GIVEN PROBLEM: Copy out all the records, word for word.

INPUT DATA:
------------

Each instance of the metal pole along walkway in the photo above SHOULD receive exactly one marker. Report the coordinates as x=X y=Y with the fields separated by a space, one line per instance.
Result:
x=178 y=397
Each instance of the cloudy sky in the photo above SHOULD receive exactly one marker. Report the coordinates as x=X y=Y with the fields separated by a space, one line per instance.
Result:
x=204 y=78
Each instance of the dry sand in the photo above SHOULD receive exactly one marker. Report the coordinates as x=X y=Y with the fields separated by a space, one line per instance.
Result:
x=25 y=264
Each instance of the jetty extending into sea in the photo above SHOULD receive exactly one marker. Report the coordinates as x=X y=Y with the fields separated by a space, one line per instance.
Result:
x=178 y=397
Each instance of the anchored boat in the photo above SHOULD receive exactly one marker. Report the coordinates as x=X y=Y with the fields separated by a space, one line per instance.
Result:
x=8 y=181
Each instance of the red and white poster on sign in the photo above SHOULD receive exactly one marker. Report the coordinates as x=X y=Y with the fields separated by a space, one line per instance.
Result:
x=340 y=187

------------

ANSWER TO THE TASK:
Each instance of the metal pole along walkway in the photo above SHOULD receive exactly one marker. Report the coordinates as x=X y=Y with the fields separated by a space, one line per instance.
Result:
x=178 y=397
Each instance of the cloudy sky in the photo above SHOULD receive exactly one marker. Report the coordinates as x=X y=Y with the fields separated by a space, one line per instance.
Result:
x=204 y=78
Each instance of the dry sand in the photo above SHOULD receive exactly one marker. Report the coordinates as x=X y=Y with the fields separated by a space, one line per instance.
Result:
x=25 y=264
Each instance of the jetty extending into sea in the photo above SHOULD receive exactly one marker. Report the coordinates as x=X y=Y with the fields separated by a space, one line per instance.
Result:
x=178 y=397
Each instance of the anchored boat in the photo above SHOULD receive exactly one marker. Report the coordinates as x=X y=Y with the fields separated by a space, one line per instance.
Result:
x=8 y=181
Each instance of the red and white poster on sign in the photo above SHOULD receive exactly one marker. Report the coordinates as x=X y=Y with the fields separated by a space, one line per instance.
Result:
x=340 y=187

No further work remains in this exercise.